- The Washington Times - Friday, November 7, 2003

Get a thrill on your next vacation by taking advantage of the growing number of places where you can go whale-watching and get up close and personal with some of the planet’s most majestic creatures.

Here is just a small sample of the many Web sites advertising whale-watching tours, Atlantic and Pacific, small inflatable rafts to three-masted schooners.

Winter is whale-watching time in Hawaii, where humpback whales go to mate and give birth. Maui Activities — www.maui-activities.com/zzwhale.htm — has links to several providers in the islands, including Blue Dolphin, with a 44-foot sailing catamaran, and Windjammer, a three-masted schooner. The Island Marine Institute — www.whalewatchmaui.com — offers boats with underwater cameras and promises that a portion of each fare will be donated to whale research.

On the mainland, finding a whale-watching tour in the Seattle-Vancouver area of the Pacific Northwest is fairly easy. Just visit the Whale Watch Operators Association Northwest (www.nwwhalewatchers.org), look for the members list and then pick the port where you want to start. The association also publishes Best Practices Guidelines it expects tour operators to follow.

California’s Monterey Bay offers two whale-watching seasons, winter for grays and the rest of the year for humpbacks and blues, according to Monterey Bay Whale Watch (www.gowhales.com), which says each trip is led by a marine biologist.

Farther south, along Mexico’s Baja California peninsula, gray whales visit lagoons on the Pacific side in winter, and other species use the Sea of Cortez between Baja and the mainland year-round.

Miramar Adventures (www.miramaradventures.com/Baja_Whales.html) provides details and a calendar of planned trips this winter and next spring. Then take a look at Gray Whale Advocate (www.greywhale.com) for more Baja information.

New England has a growing fleet of whale-watching boats, often combining a chance of seeing a whale with a more reliable opportunity for deep-sea fishing. Atlantic Whale Watch (www.atlanticwhalewatch.com) sails the Atlantic Queen II out of Rye Harbor, N.H. Massachusetts’ Cape Ann Whale Watch (www.caww.com) touts a record of successful voyages and offers photos and links to whale information.

Visiting Boston? The New England Aquarium has its own whale watch (www.neaq.org/visit/wwatch) with trips in summer and fall. Blue Ocean Society’s site (www.blueoceansociety.org) has information on whale sightings, a slide show and links to selected companies in New Hampshire and Massachusetts.
========================================
Exercise set:
a. Condense the paragraph of the whale-watching article that begins "Winter is whale-watching time in Hawaii" into a short bulleted list that keeps its main facts.
b. Set down everything in the whale-watching article from "- The Washington" down to "to three-masted schooners.", keeping the wording unchanged.

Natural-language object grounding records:
========================================
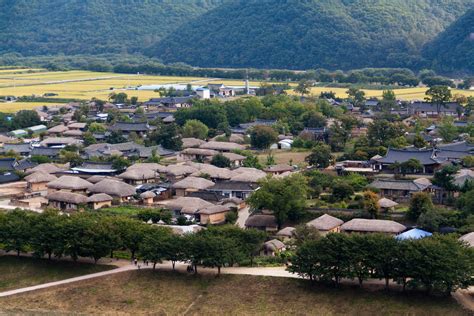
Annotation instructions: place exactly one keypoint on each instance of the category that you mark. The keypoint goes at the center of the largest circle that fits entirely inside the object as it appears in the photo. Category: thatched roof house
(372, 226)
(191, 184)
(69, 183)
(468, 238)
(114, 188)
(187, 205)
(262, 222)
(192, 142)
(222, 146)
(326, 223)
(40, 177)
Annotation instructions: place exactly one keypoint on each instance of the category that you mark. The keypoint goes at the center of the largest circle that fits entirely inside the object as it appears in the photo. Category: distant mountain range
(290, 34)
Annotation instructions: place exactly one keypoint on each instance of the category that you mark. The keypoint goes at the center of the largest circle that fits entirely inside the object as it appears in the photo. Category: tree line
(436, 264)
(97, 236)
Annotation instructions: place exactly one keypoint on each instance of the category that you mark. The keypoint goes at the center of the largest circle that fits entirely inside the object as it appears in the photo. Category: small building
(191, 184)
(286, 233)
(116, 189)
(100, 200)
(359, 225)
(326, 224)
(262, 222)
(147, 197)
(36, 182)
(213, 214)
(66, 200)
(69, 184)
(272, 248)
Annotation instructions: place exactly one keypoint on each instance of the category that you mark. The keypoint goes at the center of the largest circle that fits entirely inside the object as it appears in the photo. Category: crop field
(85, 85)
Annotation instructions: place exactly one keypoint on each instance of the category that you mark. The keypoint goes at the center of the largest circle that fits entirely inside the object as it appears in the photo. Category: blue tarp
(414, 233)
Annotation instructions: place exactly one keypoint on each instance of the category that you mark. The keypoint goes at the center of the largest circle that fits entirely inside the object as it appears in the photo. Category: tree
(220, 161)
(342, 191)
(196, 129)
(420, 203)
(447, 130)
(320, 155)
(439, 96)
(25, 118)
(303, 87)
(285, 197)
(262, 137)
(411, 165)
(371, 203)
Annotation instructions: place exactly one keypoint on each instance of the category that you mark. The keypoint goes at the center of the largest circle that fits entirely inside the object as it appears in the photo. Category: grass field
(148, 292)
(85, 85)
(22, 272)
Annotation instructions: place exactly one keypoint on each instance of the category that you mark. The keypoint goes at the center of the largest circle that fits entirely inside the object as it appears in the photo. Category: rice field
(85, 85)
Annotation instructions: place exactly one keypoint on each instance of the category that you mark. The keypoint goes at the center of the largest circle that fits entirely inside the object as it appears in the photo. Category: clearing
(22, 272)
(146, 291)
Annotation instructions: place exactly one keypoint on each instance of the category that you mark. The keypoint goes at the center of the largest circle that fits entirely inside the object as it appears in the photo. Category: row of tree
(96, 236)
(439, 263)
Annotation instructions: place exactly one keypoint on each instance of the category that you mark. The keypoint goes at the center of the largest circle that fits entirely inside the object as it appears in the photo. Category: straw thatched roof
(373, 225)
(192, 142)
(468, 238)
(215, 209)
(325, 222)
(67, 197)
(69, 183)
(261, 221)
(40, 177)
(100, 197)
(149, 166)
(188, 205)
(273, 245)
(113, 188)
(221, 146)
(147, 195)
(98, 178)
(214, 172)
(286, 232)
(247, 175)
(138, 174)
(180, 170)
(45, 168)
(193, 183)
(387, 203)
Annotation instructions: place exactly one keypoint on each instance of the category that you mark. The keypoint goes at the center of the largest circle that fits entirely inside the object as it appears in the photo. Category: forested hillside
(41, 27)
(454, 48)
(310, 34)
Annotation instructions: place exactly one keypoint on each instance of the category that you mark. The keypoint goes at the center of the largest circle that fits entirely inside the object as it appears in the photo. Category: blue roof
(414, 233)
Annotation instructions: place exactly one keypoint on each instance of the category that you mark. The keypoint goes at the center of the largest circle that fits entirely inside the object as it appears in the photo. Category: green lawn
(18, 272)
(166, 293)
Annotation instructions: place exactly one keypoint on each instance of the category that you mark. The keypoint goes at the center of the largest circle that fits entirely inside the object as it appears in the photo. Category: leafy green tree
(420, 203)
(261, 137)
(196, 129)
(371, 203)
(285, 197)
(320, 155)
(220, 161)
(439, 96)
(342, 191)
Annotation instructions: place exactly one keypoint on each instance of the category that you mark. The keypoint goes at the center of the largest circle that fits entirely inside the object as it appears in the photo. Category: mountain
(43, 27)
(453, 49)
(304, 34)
========================================
Answers to the problems:
a.
- Winter is whale-watching season in Hawaii, where humpback whales go to mate and give birth.
- Maui Activities (www.maui-activities.com/zzwhale.htm) links to several island tour providers. These include Blue Dolphin, with a 44-foot sailing catamaran, and Windjammer, a three-masted schooner.
- The Island Marine Institute (www.whalewatchmaui.com) offers boats with underwater cameras. It promises to donate part of each fare to whale research.

b.
- The Washington Times - Friday, November 7, 2003

Get a thrill on your next vacation by taking advantage of the growing number of places where you can go whale-watching and get up close and personal with some of the planet’s most majestic creatures.

Here is just a small sample of the many Web sites advertising whale-watching tours, Atlantic and Pacific, small inflatable rafts to three-masted schooners.